• **SET EXERCISE**:
Copy the data below word for word, leaving out the pictures.

(Point labeling data)
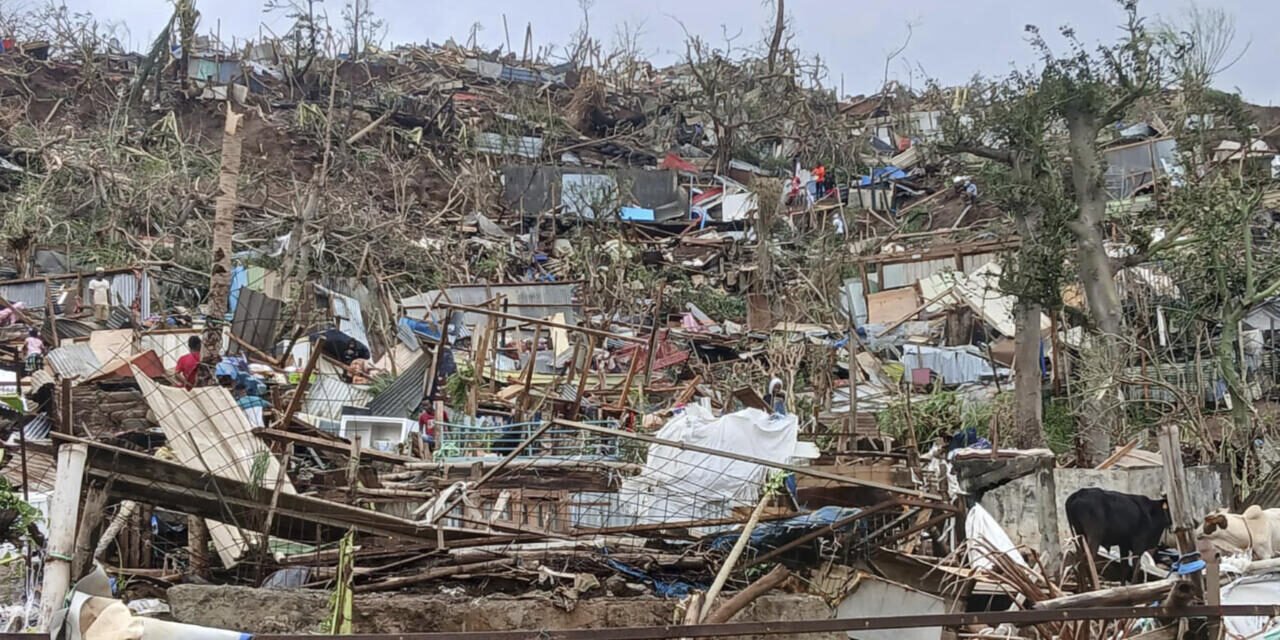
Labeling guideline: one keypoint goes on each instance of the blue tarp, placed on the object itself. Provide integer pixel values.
(771, 535)
(421, 327)
(240, 279)
(636, 214)
(663, 588)
(883, 173)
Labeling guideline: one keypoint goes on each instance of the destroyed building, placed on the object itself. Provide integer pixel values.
(439, 339)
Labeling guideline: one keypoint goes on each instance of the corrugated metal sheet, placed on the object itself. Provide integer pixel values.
(73, 361)
(328, 393)
(127, 288)
(39, 428)
(256, 320)
(403, 394)
(119, 318)
(906, 274)
(498, 144)
(533, 300)
(32, 295)
(208, 430)
(168, 346)
(41, 471)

• **COMPLETE RESPONSE**:
Labeling guideline: one keypoint goes on each instance of the blue tarp, placed on the object itself. Provide integer pixel values.
(771, 535)
(421, 327)
(240, 279)
(636, 214)
(663, 588)
(883, 173)
Labeling guideline: one keypoint goes on each instance of the destroyed building, placed on the object itself. Provide integer pixel values.
(439, 339)
Labeling guideline: one keypoint goes on each instance of the corrugated metal sheet, placed on the object itself. Provide integer pixel values.
(73, 361)
(328, 393)
(127, 288)
(39, 428)
(256, 320)
(403, 394)
(119, 318)
(906, 274)
(498, 144)
(533, 300)
(32, 295)
(208, 430)
(168, 346)
(41, 471)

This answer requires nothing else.